Format everything from the line containing "Where can you spot the shredded" down to the line containing "column 180, row 196" as a two-column CSV with the header query_text,target_points. Give one row per thing to be answered, with its wording in one field and its answer in the other; quote each field and replace line breaks with spaces.
---
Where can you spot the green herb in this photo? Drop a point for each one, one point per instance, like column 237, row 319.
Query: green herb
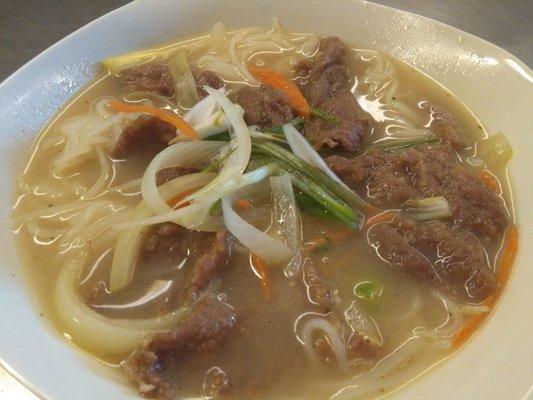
column 338, row 199
column 327, row 242
column 311, row 206
column 317, row 112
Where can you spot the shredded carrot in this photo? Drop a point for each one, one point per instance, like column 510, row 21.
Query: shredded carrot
column 508, row 255
column 260, row 268
column 509, row 251
column 468, row 329
column 274, row 79
column 242, row 204
column 490, row 181
column 326, row 238
column 180, row 124
column 180, row 196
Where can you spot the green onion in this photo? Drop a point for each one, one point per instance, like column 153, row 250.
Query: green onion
column 317, row 112
column 427, row 209
column 313, row 182
column 394, row 144
column 345, row 194
column 311, row 206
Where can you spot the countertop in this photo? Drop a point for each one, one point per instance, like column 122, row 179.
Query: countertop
column 28, row 27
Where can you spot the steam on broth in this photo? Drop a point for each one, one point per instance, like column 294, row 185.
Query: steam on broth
column 179, row 223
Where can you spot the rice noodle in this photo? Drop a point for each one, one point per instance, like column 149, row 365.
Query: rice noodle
column 381, row 84
column 334, row 340
column 381, row 377
column 94, row 331
column 105, row 172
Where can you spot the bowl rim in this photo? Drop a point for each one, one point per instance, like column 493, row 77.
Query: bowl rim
column 4, row 86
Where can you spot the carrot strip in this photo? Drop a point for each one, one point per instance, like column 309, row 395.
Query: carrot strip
column 180, row 124
column 274, row 79
column 504, row 271
column 490, row 181
column 242, row 204
column 508, row 256
column 259, row 265
column 468, row 329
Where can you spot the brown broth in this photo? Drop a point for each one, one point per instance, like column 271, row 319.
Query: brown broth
column 263, row 357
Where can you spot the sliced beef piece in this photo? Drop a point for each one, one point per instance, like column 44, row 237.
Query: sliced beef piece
column 205, row 77
column 434, row 252
column 350, row 130
column 145, row 130
column 207, row 266
column 167, row 174
column 205, row 328
column 166, row 238
column 152, row 77
column 390, row 178
column 325, row 74
column 169, row 239
column 319, row 292
column 264, row 106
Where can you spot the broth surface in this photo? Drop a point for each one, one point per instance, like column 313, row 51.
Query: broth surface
column 264, row 356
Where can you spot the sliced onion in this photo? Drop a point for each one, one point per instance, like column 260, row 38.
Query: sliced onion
column 184, row 83
column 130, row 240
column 286, row 218
column 183, row 154
column 95, row 331
column 196, row 215
column 206, row 117
column 241, row 143
column 303, row 149
column 427, row 209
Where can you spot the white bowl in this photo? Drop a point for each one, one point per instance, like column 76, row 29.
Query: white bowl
column 496, row 364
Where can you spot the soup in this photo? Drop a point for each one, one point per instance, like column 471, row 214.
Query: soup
column 265, row 214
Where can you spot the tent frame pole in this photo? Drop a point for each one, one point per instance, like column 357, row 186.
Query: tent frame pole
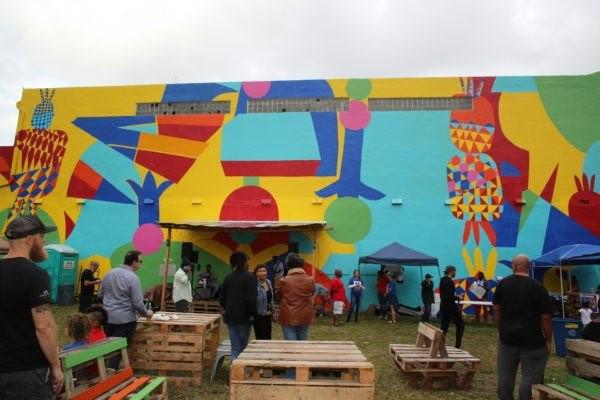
column 166, row 271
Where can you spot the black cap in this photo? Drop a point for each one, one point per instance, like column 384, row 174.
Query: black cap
column 24, row 226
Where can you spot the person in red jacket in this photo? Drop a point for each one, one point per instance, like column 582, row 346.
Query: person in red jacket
column 337, row 293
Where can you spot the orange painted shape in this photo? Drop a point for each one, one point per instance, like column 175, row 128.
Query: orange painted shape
column 132, row 387
column 191, row 119
column 102, row 387
column 171, row 145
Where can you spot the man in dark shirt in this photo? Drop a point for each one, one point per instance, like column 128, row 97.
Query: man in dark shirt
column 449, row 307
column 238, row 299
column 88, row 284
column 427, row 297
column 29, row 365
column 523, row 317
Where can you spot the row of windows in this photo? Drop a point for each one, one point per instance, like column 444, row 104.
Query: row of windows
column 306, row 105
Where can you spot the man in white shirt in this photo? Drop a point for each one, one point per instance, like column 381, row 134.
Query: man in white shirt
column 182, row 288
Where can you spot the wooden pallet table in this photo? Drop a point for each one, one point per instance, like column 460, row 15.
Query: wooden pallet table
column 307, row 370
column 179, row 348
column 429, row 361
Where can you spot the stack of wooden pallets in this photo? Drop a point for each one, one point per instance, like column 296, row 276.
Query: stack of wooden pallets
column 430, row 361
column 308, row 370
column 178, row 346
column 583, row 380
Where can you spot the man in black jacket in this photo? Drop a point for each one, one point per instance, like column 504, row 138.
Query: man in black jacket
column 238, row 299
column 448, row 306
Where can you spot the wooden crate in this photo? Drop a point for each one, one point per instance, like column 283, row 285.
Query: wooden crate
column 179, row 349
column 430, row 362
column 307, row 370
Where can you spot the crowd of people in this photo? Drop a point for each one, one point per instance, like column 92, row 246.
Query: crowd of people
column 284, row 293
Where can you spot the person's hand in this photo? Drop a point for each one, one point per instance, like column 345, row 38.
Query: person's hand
column 57, row 378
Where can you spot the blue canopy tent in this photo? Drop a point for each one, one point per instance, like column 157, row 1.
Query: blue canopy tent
column 570, row 255
column 397, row 254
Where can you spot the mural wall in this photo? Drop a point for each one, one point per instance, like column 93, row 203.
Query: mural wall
column 514, row 172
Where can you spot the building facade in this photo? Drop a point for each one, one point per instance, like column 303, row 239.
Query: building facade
column 469, row 170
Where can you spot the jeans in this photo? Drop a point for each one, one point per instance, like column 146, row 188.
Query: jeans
column 35, row 384
column 182, row 306
column 354, row 307
column 239, row 335
column 125, row 330
column 533, row 363
column 299, row 332
column 451, row 312
column 426, row 312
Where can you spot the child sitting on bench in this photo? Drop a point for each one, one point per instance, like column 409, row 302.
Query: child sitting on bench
column 78, row 328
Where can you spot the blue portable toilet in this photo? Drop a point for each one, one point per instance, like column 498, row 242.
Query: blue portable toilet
column 61, row 266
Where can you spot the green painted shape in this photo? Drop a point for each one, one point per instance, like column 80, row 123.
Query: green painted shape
column 573, row 104
column 251, row 181
column 80, row 356
column 583, row 386
column 530, row 199
column 358, row 88
column 149, row 274
column 148, row 389
column 566, row 391
column 52, row 237
column 350, row 219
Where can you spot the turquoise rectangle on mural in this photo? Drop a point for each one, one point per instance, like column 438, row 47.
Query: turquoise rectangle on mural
column 270, row 137
column 514, row 84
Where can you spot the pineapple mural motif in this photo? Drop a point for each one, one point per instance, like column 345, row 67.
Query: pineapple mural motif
column 38, row 155
column 474, row 185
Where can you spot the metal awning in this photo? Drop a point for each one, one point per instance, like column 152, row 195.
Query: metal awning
column 254, row 226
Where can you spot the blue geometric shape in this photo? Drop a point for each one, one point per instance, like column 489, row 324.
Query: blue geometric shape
column 107, row 192
column 108, row 129
column 562, row 230
column 194, row 91
column 126, row 151
column 325, row 124
column 508, row 169
column 507, row 227
column 514, row 84
column 146, row 128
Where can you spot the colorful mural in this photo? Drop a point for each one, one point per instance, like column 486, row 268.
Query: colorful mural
column 514, row 173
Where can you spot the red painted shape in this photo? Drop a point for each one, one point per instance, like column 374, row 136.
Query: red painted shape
column 69, row 225
column 548, row 191
column 225, row 239
column 584, row 205
column 244, row 204
column 199, row 133
column 269, row 239
column 271, row 168
column 6, row 153
column 102, row 387
column 170, row 166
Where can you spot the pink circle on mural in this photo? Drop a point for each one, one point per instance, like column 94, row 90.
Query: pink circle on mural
column 256, row 89
column 148, row 238
column 357, row 117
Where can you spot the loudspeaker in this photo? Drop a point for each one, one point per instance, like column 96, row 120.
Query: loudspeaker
column 187, row 248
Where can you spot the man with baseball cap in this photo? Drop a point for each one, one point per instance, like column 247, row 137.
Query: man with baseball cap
column 29, row 365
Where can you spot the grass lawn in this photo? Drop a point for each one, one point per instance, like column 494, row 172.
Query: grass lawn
column 373, row 336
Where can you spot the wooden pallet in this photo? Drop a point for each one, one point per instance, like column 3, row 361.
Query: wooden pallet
column 430, row 362
column 179, row 349
column 96, row 381
column 308, row 370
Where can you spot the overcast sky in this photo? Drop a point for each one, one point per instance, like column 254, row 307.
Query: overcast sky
column 86, row 43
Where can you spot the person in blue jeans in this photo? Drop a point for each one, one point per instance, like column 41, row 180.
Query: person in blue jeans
column 357, row 286
column 238, row 299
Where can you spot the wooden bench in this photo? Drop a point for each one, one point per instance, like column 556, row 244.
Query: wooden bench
column 84, row 382
column 583, row 380
column 430, row 361
column 306, row 370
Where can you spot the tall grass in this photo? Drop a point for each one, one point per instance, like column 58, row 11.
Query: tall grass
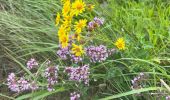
column 27, row 29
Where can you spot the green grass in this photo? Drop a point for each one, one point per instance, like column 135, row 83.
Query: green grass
column 27, row 29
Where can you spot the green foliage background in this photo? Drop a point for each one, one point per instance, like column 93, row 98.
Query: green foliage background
column 27, row 29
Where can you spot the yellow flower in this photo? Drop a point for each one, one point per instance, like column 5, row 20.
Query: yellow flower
column 64, row 40
column 77, row 36
column 90, row 7
column 57, row 20
column 77, row 50
column 120, row 44
column 63, row 1
column 66, row 8
column 79, row 25
column 78, row 6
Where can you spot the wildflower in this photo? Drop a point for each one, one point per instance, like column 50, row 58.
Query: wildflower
column 90, row 7
column 80, row 74
column 80, row 25
column 66, row 8
column 12, row 83
column 77, row 36
column 33, row 86
column 64, row 40
column 51, row 73
column 120, row 44
column 77, row 50
column 61, row 31
column 74, row 96
column 57, row 19
column 21, row 84
column 167, row 97
column 63, row 53
column 78, row 6
column 99, row 21
column 137, row 80
column 32, row 63
column 91, row 26
column 63, row 1
column 76, row 59
column 97, row 54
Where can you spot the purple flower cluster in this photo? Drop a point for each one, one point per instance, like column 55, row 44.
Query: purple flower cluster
column 167, row 97
column 76, row 59
column 136, row 82
column 51, row 73
column 32, row 63
column 19, row 85
column 80, row 74
column 74, row 96
column 97, row 53
column 97, row 22
column 63, row 53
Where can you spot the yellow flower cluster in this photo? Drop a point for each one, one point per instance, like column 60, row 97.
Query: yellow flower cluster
column 69, row 10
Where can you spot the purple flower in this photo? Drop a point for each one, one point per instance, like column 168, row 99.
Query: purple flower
column 32, row 63
column 76, row 59
column 51, row 73
column 99, row 21
column 33, row 86
column 136, row 82
column 12, row 83
column 80, row 74
column 97, row 54
column 63, row 53
column 74, row 96
column 167, row 97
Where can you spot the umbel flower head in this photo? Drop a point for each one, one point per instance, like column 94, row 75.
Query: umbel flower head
column 64, row 40
column 20, row 84
column 57, row 19
column 51, row 73
column 80, row 25
column 78, row 7
column 66, row 8
column 32, row 63
column 90, row 7
column 120, row 44
column 74, row 96
column 77, row 50
column 97, row 53
column 80, row 74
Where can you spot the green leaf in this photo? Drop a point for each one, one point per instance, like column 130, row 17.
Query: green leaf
column 130, row 93
column 39, row 95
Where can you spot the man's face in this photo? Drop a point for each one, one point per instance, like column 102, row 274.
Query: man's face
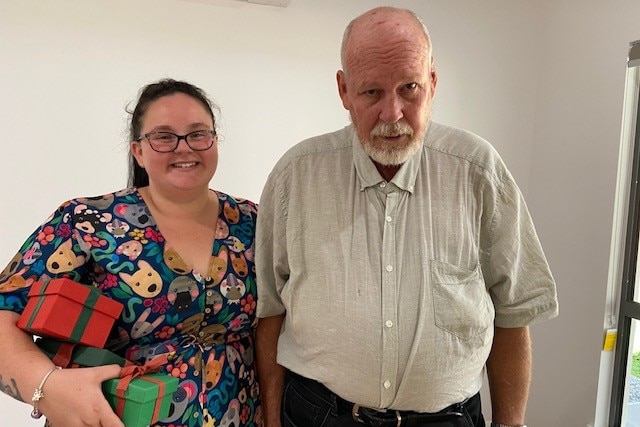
column 388, row 92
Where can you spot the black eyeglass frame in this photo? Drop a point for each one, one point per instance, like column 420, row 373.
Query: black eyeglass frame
column 179, row 138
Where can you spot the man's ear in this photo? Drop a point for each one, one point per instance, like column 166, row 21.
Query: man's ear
column 342, row 89
column 434, row 76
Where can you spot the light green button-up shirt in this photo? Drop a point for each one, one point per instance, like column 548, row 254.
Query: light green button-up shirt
column 392, row 289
---
* [WRITTEN SOLUTION]:
query_text,target_points
"Where can you spot the shredded carrot in this photo? Drop a point for each one, one point per instance, like column 510, row 21. Query: shredded carrot","column 508, row 255 column 260, row 268 column 509, row 251 column 468, row 329 column 274, row 79 column 242, row 204 column 490, row 181 column 326, row 238 column 180, row 124 column 180, row 196"